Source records

⟨

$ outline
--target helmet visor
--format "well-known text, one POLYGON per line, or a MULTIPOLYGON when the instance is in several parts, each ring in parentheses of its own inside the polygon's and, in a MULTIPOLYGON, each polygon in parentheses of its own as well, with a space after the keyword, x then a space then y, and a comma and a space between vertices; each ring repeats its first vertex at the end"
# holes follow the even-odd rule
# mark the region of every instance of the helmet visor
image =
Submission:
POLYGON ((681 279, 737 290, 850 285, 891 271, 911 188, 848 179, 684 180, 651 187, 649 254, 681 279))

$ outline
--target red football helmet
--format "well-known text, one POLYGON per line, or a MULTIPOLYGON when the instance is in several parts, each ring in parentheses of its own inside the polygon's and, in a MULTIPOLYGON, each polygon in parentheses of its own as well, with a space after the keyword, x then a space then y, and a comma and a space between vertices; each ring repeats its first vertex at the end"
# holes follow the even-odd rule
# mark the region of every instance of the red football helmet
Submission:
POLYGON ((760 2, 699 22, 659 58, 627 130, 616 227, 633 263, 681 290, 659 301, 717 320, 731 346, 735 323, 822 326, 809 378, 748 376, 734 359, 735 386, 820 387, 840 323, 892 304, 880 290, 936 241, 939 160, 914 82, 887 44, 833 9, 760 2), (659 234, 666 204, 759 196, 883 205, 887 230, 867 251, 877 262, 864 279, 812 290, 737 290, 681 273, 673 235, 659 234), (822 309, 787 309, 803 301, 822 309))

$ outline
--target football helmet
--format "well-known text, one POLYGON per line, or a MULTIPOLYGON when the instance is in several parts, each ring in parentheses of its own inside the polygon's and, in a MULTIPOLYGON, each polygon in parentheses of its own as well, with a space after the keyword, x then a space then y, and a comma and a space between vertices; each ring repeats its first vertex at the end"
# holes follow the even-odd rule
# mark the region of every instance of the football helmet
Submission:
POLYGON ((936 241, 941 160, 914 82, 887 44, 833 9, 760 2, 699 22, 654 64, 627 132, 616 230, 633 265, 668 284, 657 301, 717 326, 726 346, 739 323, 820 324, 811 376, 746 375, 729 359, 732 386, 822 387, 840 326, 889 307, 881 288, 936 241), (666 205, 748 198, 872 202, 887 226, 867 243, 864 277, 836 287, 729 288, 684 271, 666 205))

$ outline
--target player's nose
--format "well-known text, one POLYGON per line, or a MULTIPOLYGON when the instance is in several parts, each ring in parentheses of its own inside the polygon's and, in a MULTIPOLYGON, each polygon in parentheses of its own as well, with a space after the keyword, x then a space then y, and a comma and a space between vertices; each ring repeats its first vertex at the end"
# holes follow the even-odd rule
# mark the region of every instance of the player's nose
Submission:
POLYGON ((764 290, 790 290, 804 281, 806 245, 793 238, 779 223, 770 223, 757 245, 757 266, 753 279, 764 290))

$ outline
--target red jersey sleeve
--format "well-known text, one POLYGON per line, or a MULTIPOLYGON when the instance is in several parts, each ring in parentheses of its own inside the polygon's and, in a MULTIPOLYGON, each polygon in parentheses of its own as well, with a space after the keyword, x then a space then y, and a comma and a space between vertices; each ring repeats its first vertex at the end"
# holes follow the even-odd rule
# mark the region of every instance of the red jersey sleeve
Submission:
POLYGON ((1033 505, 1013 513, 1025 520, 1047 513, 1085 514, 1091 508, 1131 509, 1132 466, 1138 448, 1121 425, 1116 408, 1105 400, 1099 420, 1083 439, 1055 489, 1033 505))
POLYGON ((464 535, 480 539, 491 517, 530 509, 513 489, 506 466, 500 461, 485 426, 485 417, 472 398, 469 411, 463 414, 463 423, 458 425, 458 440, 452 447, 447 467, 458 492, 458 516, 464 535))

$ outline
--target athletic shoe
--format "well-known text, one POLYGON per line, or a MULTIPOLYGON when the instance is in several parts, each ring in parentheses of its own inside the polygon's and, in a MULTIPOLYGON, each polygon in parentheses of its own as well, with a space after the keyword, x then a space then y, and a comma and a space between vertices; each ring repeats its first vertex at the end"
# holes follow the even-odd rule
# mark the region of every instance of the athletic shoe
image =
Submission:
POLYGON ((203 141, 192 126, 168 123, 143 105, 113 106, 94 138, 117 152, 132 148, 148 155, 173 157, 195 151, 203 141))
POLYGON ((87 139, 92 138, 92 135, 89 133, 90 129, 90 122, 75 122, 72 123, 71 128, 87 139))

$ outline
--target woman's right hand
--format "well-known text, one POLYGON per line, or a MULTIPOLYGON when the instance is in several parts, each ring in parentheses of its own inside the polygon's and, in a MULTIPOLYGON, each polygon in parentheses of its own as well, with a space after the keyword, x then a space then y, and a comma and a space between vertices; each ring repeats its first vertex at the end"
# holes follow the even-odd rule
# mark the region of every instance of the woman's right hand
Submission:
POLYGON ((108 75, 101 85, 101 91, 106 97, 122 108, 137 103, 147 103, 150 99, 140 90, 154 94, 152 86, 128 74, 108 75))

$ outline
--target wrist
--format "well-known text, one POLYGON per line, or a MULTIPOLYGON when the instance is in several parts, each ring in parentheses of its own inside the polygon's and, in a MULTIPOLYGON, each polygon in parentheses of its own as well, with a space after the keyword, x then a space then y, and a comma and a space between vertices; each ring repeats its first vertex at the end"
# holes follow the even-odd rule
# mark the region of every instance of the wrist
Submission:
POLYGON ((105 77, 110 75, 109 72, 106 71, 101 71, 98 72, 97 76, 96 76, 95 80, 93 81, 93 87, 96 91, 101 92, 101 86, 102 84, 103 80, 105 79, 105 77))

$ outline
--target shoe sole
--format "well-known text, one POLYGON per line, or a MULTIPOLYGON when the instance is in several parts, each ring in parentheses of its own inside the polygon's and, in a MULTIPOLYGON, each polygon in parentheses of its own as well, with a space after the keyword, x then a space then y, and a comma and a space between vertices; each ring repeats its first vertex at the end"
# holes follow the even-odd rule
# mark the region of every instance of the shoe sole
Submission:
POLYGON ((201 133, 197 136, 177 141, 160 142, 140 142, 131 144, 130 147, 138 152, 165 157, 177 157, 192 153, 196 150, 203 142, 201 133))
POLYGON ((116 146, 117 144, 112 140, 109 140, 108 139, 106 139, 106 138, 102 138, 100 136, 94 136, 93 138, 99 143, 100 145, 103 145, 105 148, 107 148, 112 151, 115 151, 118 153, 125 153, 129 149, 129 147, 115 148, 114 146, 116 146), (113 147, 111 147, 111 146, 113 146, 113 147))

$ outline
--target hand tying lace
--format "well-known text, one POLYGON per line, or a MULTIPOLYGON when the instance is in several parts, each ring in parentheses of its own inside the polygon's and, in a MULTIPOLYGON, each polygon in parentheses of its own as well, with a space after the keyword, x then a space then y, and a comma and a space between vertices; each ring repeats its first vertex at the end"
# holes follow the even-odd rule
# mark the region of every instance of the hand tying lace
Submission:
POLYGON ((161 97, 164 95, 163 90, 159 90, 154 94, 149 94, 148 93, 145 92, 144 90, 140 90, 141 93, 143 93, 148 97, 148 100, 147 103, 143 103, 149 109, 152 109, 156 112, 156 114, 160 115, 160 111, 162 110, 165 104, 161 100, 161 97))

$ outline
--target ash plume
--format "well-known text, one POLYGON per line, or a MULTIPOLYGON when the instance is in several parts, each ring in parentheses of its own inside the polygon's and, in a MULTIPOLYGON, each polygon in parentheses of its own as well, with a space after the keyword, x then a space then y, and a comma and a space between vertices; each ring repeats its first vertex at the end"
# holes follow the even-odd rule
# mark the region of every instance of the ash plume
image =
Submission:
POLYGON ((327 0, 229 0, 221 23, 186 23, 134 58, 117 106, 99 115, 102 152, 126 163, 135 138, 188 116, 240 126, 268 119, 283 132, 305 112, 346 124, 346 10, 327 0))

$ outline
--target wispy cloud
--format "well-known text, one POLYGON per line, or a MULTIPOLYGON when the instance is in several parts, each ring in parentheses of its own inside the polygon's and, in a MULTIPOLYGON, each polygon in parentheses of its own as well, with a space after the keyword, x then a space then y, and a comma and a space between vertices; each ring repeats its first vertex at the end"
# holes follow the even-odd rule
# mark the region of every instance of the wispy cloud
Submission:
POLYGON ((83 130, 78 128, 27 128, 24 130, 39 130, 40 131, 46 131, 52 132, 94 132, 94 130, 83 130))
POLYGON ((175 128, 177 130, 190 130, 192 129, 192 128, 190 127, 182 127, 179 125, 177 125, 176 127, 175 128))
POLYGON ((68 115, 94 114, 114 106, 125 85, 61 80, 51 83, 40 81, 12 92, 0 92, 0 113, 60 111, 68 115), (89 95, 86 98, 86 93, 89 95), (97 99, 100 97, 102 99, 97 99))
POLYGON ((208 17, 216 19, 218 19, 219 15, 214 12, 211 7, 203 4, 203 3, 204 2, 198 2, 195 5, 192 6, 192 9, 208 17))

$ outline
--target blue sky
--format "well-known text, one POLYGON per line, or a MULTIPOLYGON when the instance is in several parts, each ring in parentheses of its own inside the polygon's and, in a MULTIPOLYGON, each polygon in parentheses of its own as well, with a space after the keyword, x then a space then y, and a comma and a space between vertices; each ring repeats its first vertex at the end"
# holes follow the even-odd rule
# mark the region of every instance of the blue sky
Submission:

⟩

**Task objective:**
Render the items from the start through the line holding "POLYGON ((681 279, 737", inclusive, as a Markdown table with a row number in column n and the line itself in column Line, leaving out blank lines.

**Completed task:**
| n | Line |
|---|---|
| 1 | $ outline |
| 2 | --target helmet visor |
| 3 | --format "well-known text, one POLYGON per line, or a MULTIPOLYGON when the instance is in several parts, each ring in parentheses of its own inside the polygon's and, in a MULTIPOLYGON, each polygon in parentheses of its own as well, with a space after the keyword, x then a space then y, and a comma and a space between vertices; each ring repeats its first vertex at the end" |
| 4 | # holes follow the even-odd rule |
| 5 | # mark the region of every instance of the helmet visor |
| 6 | image = |
| 7 | Submission: |
| 8 | POLYGON ((681 279, 737 290, 850 285, 891 271, 911 188, 848 179, 684 180, 651 187, 649 254, 681 279)) |